Rewrite the data from its first line through the line containing "<point>904,449</point>", swapping "parked car" for "stopped car" and leaving everything else unchanged.

═════ Material to process ═════

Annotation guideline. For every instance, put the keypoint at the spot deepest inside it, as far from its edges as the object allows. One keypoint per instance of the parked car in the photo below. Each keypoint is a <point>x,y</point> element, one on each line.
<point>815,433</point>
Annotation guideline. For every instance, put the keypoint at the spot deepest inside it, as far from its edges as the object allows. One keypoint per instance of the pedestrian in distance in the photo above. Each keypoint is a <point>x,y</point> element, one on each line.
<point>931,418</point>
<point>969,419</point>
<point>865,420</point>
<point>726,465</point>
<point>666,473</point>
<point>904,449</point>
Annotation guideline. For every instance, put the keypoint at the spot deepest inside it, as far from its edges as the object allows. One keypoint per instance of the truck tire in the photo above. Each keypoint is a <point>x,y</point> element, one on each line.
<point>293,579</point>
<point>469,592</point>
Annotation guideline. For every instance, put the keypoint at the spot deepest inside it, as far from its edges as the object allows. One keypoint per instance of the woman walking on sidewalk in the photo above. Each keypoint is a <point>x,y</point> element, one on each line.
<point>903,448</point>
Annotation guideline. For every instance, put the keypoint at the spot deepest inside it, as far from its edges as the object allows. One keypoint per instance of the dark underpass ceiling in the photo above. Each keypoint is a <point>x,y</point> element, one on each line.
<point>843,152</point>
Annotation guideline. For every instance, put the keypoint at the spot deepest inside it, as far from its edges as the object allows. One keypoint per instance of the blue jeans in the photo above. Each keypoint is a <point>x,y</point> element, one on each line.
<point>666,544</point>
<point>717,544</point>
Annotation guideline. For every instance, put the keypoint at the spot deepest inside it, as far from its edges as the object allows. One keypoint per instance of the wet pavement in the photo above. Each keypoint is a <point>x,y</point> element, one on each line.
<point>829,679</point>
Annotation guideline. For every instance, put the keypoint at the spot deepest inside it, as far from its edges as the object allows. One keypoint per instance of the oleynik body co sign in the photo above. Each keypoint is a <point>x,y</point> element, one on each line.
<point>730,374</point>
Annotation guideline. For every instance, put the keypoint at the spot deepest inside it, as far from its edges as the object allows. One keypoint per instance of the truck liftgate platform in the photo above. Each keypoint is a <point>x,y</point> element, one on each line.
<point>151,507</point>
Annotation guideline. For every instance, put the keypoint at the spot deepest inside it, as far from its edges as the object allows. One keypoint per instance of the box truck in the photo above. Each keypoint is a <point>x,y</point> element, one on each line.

═════

--- Response to the exercise ---
Annotation guideline. For every instance, put the keypoint at the spot deepest inside it, as far from its edges as the object allows. One keypoint per instance of the stopped car in the photo below. Each keypoint is a <point>x,y</point> element, one on each line.
<point>815,433</point>
Annotation guideline. For every instance, put the keypoint at the spot deepest inside it, as far from its edges as the object allows. One keypoint per instance of the pedestrian in distance in the photo above. Each keypoint is a <point>x,y</point> element, one on each line.
<point>931,418</point>
<point>969,419</point>
<point>865,420</point>
<point>726,465</point>
<point>666,473</point>
<point>904,449</point>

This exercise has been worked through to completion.